_Objective_
Copy out every line of the material below that contains the word "dragonfly".

==*==

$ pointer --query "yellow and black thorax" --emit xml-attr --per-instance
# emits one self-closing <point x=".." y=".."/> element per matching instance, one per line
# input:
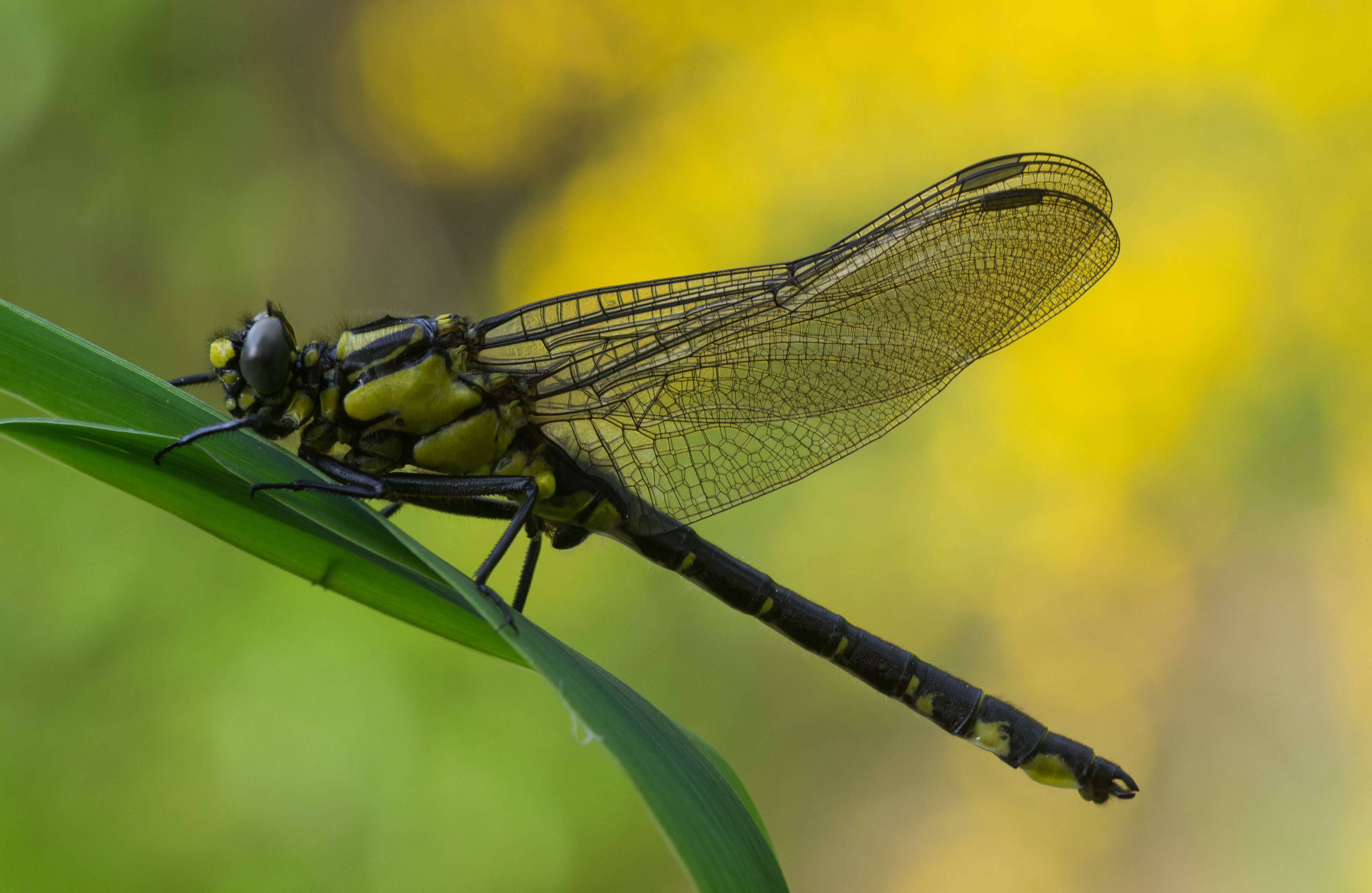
<point x="405" y="393"/>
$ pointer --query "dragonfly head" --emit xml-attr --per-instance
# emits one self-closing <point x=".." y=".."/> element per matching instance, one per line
<point x="265" y="373"/>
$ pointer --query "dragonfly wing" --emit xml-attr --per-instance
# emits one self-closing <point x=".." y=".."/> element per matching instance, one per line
<point x="700" y="393"/>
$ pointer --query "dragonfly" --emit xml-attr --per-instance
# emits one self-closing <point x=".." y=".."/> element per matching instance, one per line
<point x="635" y="411"/>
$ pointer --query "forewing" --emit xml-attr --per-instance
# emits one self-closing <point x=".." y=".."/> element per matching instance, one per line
<point x="702" y="393"/>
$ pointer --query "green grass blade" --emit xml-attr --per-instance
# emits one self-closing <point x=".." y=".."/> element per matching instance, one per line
<point x="691" y="792"/>
<point x="194" y="486"/>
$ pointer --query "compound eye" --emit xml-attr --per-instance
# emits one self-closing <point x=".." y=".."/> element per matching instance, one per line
<point x="267" y="357"/>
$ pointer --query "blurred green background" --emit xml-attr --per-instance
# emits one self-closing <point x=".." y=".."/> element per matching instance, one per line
<point x="1147" y="523"/>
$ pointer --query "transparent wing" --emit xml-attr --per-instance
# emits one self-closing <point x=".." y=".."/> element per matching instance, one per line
<point x="704" y="392"/>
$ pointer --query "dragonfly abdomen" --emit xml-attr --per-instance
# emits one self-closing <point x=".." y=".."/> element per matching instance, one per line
<point x="954" y="705"/>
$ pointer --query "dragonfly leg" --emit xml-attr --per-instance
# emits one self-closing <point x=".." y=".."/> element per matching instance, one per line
<point x="461" y="496"/>
<point x="201" y="378"/>
<point x="526" y="575"/>
<point x="232" y="424"/>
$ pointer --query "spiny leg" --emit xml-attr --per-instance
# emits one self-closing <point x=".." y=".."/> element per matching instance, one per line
<point x="526" y="575"/>
<point x="429" y="489"/>
<point x="232" y="424"/>
<point x="201" y="378"/>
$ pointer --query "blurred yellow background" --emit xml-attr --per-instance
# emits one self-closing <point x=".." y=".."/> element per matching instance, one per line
<point x="1149" y="523"/>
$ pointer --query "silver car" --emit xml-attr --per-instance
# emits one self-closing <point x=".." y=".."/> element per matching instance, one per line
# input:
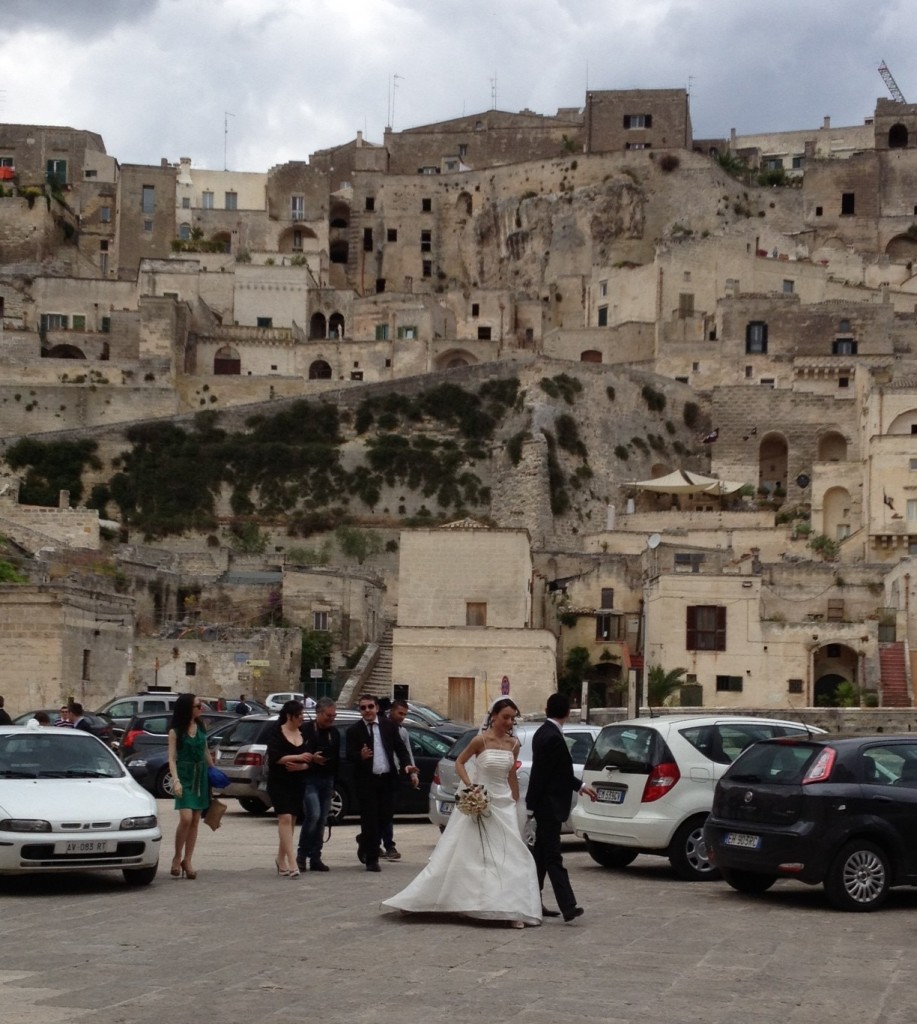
<point x="442" y="793"/>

==*==

_Response to the task_
$ pointer --query "dragonfly head" --emit xml-attr --per-instance
$ pointer --query "dragonfly wing" --emit xml-attr --per-instance
$ pointer --query "dragonfly" --emit xml-attr --per-instance
$ pointer --query "dragonfly abdomen" --emit xml-attr --per-instance
$ pointer --query "dragonfly leg" --emit xml-attr --per-instance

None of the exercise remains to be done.